The data below:

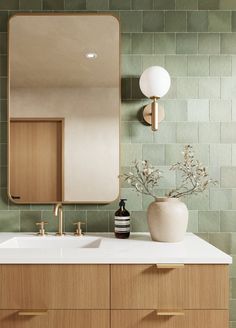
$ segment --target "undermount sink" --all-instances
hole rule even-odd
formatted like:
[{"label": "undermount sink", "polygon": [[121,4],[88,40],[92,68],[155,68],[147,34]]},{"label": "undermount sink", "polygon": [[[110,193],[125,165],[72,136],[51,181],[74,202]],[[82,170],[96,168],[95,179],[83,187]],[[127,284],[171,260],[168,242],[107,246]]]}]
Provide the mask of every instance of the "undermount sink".
[{"label": "undermount sink", "polygon": [[13,237],[0,244],[0,248],[98,248],[101,238],[91,236],[29,236]]}]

End of The data.

▶ Exercise description
Set down all of the material word for word, but keep each picture out.

▶ Solved exercise
$ segment --target "undermount sink" --all-instances
hole rule even-odd
formatted like:
[{"label": "undermount sink", "polygon": [[121,4],[88,40],[92,68],[155,68],[147,34]]},{"label": "undermount sink", "polygon": [[[110,193],[125,165],[72,136],[51,181],[74,202]],[[82,170],[96,168],[95,179],[83,187]],[[127,284],[171,260],[168,242],[107,246]]]}]
Provide the mask of every instance of the "undermount sink".
[{"label": "undermount sink", "polygon": [[13,237],[0,244],[0,248],[98,248],[101,238],[91,236],[29,236]]}]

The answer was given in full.